■ Objective: Type out the records that follow, exactly as given.
-- BEGIN Information given --
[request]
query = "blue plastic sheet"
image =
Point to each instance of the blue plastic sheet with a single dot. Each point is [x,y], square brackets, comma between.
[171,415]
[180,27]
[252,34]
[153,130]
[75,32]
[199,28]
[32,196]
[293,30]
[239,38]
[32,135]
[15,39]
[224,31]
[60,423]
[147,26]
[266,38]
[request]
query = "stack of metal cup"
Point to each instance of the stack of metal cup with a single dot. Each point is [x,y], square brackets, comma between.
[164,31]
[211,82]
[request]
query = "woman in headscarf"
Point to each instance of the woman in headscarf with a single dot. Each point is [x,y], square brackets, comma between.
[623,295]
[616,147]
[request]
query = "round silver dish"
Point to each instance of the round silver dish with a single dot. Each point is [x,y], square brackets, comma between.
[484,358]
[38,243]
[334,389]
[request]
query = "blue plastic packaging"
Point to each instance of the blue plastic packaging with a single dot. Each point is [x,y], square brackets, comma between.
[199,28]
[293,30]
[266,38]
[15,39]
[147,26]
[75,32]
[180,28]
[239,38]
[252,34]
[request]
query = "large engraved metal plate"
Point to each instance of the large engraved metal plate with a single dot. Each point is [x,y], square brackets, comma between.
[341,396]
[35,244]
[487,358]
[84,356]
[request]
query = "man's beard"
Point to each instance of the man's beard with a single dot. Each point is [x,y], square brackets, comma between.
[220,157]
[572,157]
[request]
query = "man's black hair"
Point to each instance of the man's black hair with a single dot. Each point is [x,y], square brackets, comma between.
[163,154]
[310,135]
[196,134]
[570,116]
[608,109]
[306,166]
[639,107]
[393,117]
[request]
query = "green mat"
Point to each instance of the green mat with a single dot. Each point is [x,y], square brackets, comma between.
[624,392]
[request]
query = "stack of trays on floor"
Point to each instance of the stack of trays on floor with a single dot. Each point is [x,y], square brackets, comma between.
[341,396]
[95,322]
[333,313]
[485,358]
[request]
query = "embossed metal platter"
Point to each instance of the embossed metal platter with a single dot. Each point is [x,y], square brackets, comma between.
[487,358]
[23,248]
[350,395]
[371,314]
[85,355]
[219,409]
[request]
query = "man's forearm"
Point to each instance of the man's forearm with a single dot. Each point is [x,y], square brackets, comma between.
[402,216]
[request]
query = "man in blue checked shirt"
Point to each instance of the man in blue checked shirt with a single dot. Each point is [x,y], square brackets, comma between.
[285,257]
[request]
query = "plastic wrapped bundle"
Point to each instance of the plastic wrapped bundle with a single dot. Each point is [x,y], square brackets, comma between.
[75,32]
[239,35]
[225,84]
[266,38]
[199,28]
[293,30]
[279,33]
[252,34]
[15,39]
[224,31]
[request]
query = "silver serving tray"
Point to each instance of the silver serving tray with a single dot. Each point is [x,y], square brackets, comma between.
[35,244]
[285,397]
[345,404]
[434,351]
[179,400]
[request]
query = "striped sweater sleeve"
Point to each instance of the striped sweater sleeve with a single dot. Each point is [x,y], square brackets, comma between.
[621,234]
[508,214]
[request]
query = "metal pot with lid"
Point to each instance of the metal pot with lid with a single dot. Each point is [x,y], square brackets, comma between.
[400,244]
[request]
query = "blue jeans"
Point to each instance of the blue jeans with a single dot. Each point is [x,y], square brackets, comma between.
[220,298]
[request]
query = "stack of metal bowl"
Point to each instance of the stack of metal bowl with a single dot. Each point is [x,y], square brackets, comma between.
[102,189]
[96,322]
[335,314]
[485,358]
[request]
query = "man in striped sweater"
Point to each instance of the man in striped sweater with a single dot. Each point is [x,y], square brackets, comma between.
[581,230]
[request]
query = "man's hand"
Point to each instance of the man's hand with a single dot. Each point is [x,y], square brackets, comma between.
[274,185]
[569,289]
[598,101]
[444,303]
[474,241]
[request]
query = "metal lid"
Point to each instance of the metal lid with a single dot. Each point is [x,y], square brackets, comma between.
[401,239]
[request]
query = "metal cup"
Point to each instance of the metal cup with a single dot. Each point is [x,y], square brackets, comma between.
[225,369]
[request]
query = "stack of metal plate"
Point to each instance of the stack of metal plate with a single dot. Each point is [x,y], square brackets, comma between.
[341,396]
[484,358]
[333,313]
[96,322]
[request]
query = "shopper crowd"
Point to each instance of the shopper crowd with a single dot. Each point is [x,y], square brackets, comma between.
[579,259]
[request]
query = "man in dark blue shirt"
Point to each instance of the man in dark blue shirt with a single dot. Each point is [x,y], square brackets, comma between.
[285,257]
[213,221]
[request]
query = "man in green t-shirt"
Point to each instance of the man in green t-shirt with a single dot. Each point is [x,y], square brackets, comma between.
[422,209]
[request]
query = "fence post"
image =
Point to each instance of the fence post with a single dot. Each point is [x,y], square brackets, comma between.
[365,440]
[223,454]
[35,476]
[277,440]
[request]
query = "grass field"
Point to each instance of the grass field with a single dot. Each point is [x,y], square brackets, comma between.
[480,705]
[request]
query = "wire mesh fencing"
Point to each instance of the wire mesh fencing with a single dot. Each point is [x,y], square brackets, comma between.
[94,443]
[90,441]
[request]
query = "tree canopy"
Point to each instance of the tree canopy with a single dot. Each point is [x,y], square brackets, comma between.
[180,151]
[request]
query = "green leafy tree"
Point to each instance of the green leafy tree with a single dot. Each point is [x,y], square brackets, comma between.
-- END Information given --
■ Written answer:
[request]
query = "blue plastic sheet"
image =
Point to each instance of the blue plastic sheet with a single dot. Each point is [x,y], square brackets, comma between.
[171,415]
[180,27]
[252,34]
[153,130]
[75,32]
[199,28]
[32,196]
[293,30]
[239,38]
[32,135]
[15,39]
[224,31]
[60,423]
[147,26]
[266,38]
[request]
query = "stack of metal cup"
Point to each instance of the stack of metal cup with a single dot. Each point is [x,y], square brackets, comma between.
[164,31]
[211,82]
[request]
query = "woman in headscarf"
Point to each instance of the woman in headscarf with a single dot. Each point is [x,y], square brackets, comma between.
[623,295]
[616,147]
[request]
query = "round silver dish"
Point to each instance of the round silver dish with a single dot. Each point is [x,y], square brackets, comma between.
[484,358]
[38,243]
[334,389]
[request]
query = "blue plastic packaging"
Point to each instance of the blue plastic packaging with a single dot. Each point is [x,y], square brackets, comma between.
[199,28]
[293,30]
[266,38]
[15,39]
[147,26]
[75,32]
[180,28]
[239,38]
[252,34]
[request]
query = "large engraved metal plate"
Point to each instance of the large engraved metal plate with a single dot. Each point is [x,y], square brackets, comma between.
[341,396]
[35,244]
[487,358]
[84,356]
[request]
query = "man's beard"
Point to each instance of the man's beard with a single dot. Each point is [x,y], square brackets, comma between.
[220,157]
[572,157]
[request]
query = "man's black hair"
Point to each instance of the man's black hair with a single dot. Each point is [x,y], square brackets, comma between.
[163,154]
[310,135]
[196,134]
[570,116]
[608,109]
[306,166]
[639,107]
[393,117]
[request]
query = "green mat"
Point to each instance of the green mat with a single dot. Each point is [x,y], square brackets, comma between.
[624,392]
[request]
query = "stack of trays on floor"
Point to each instance of the stack of trays on floor with a single dot. Each point is [x,y], square brackets, comma between.
[341,396]
[95,322]
[333,313]
[485,358]
[request]
query = "embossed metal platter"
Point to each instance of the embossed metal platter with a single dot. Each point is [x,y], square brackets, comma between.
[487,358]
[23,248]
[350,395]
[371,314]
[85,355]
[219,409]
[request]
query = "man's forearm"
Point to each instance of the man's forearm with a single dot. Each point is [x,y], square brackets, comma between.
[402,216]
[request]
query = "man in blue checked shirt"
Point to each instance of the man in blue checked shirt with a single dot. Each point is [x,y], square brackets, comma between.
[285,257]
[request]
query = "plastic wrapped bundle"
Point to each instance of the plastic wrapped bundle with a single dot. Each point is [x,y], square brackets, comma between.
[75,32]
[239,35]
[225,84]
[266,38]
[199,28]
[293,30]
[279,33]
[252,34]
[15,39]
[224,31]
[request]
query = "silver serving tray"
Point to each instance of the silver serving tray with a single dot. Each point is [x,y], square brackets, comma between.
[35,244]
[285,397]
[345,404]
[434,351]
[179,400]
[request]
query = "striped sweater sleeve"
Point to each instance of the striped sweater sleeve with a single dot. Each point is [x,y], square brackets, comma between.
[621,234]
[508,214]
[request]
query = "metal pot with lid"
Point to each instance of the metal pot with lid with a single dot. Each point is [x,y], square brackets, comma between.
[400,244]
[request]
query = "blue jeans"
Point to each instance of the blue jeans with a single dot. Each point is [x,y], square brackets, comma between.
[220,298]
[request]
query = "stack of metal bowl"
Point to each instance of the stack of metal bowl with a single dot. Each point is [x,y], square brackets, comma between.
[102,189]
[96,322]
[335,314]
[485,358]
[request]
query = "man in striped sweater"
Point to each instance of the man in striped sweater with a single dot. Each point is [x,y], square brackets, comma between.
[581,230]
[request]
query = "man's hand"
Point to each instance of the man's hand with a single dot. Each point is [x,y], square brackets, comma between.
[274,185]
[569,289]
[598,101]
[444,303]
[474,241]
[request]
query = "metal lid"
Point to each instance of the metal lid with a single dot. Each point is [x,y], square brackets, comma between.
[401,239]
[request]
query = "metal cup"
Point to each instance of the metal cup with a single dot. Each point is [x,y], square brackets, comma between.
[225,369]
[request]
query = "stack of metal plate"
Point to each instance of the stack of metal plate with a single dot. Each point is [x,y], square brackets, comma between.
[341,396]
[484,358]
[333,313]
[96,322]
[request]
query = "shopper crowd"
Point to each instance of the shopper crowd with a single dot. Each point is [x,y], square brackets, comma between.
[579,259]
[request]
query = "man in dark blue shirt"
Point to each instance of the man in dark blue shirt with a single dot. Each point is [x,y], square brackets, comma between.
[285,257]
[213,221]
[request]
query = "man in green t-shirt"
Point to each instance of the man in green t-shirt with a single dot. Each point is [x,y], square brackets, comma between.
[422,209]
[request]
query = "fence post"
image =
Point to each instance of the fence post with a single dot. Each point is [x,y], square brackets, comma between.
[365,440]
[223,454]
[35,476]
[277,440]
[request]
query = "grass field"
Point to each instance of the grass field with a single dot. Each point is [x,y], square brackets, comma between.
[480,705]
[request]
query = "wire mesh fencing"
Point to each instance of the wire mesh fencing with a single dot. Each point is [x,y], square brackets, comma between.
[94,443]
[90,441]
[request]
query = "tree canopy"
Point to each instance of the tree canopy with a single dot. Each point is [x,y], square brackets, comma between.
[180,151]
[request]
query = "green leafy tree"
Point to each instance of the green leafy tree with a single dot. Each point is [x,y], square brackets, comma between.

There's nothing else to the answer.